__What you need to do__. Revise the lines beginning with the line that contains "Write the exact" and continuing through the line that contains "box: [288, 196, 296, 219]" by replacing "rough mask" with "coarse mask", leaving everything else unchanged. Return only those lines.

__Records shown__.
------------------------------------------------

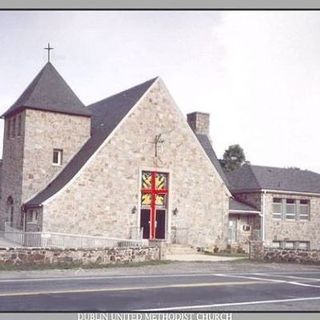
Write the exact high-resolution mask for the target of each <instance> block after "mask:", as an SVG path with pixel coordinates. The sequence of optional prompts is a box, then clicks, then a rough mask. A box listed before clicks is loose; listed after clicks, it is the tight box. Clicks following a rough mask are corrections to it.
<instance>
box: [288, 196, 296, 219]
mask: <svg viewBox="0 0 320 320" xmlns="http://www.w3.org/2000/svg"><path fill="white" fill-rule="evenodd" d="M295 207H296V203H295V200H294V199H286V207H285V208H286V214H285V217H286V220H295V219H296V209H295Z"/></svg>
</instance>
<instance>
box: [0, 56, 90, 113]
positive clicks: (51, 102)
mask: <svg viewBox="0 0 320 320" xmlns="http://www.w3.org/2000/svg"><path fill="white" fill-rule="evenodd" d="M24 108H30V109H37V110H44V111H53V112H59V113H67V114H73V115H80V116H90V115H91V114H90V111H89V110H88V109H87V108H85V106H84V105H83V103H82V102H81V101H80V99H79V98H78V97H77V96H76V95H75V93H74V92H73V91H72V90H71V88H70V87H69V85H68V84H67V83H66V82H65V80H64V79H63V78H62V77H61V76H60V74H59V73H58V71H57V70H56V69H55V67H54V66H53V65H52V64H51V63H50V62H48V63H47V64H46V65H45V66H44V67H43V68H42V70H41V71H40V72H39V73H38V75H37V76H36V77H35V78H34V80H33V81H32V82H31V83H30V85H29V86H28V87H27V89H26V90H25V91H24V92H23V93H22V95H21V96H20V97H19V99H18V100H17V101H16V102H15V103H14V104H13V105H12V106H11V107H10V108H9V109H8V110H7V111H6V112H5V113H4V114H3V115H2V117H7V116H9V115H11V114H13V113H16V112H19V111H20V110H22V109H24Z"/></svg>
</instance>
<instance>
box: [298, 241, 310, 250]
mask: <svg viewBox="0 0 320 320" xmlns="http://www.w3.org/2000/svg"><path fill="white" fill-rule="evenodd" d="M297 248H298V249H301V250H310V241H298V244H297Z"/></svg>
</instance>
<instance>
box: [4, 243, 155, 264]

------------------------------------------------

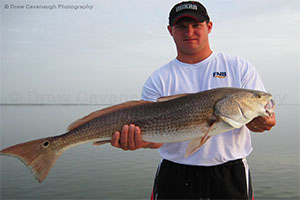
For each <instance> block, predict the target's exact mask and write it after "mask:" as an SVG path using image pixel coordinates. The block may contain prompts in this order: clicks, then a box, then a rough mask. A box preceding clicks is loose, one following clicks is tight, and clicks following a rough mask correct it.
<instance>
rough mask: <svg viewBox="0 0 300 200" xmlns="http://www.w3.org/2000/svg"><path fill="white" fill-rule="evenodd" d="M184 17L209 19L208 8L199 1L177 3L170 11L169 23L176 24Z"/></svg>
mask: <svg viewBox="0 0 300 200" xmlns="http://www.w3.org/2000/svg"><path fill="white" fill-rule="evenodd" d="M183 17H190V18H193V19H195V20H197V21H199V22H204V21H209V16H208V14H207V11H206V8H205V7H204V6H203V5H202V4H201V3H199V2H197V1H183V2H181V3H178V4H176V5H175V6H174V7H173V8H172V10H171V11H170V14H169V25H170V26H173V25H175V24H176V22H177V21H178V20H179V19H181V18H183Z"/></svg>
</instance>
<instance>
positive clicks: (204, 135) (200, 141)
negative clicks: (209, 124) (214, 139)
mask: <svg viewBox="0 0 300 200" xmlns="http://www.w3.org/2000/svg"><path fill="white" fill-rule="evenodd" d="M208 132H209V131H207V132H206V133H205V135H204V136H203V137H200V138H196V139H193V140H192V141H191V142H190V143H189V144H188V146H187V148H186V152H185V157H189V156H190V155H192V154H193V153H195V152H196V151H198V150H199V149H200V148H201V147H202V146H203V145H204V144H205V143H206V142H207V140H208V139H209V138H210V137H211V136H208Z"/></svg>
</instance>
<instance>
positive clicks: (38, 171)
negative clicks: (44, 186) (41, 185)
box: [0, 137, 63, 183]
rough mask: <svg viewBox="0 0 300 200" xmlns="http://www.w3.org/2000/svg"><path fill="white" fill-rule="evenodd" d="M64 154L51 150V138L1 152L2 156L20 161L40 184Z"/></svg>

------------------------------------------------

__Exercise solution__.
Write the exact high-resolution mask for the target of each <instance> block after "mask:", as an SVG path with pixel coordinates. The sequence of optional prompts is a box, then clicks, then a coarse mask. A box listed before clicks is loose; listed after clicks, it is the tight box. Clicks following a coarse mask are corrections to it.
<instance>
box: [288, 196, 296, 219]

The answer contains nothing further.